╭─ Information supplied
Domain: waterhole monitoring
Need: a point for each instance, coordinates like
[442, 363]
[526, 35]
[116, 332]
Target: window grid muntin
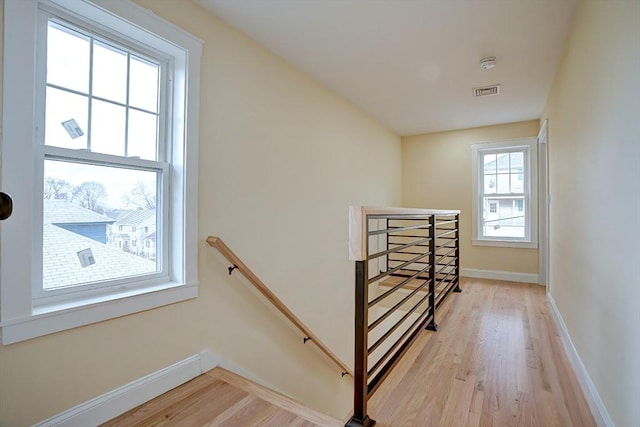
╰─
> _Task goal_: Reproduce the entries above exactly. Do not include the images.

> _Response for this exercise_:
Domain: waterhole monitoring
Need: a point for each instance, coordinates like
[442, 363]
[526, 35]
[116, 332]
Target: window grid muntin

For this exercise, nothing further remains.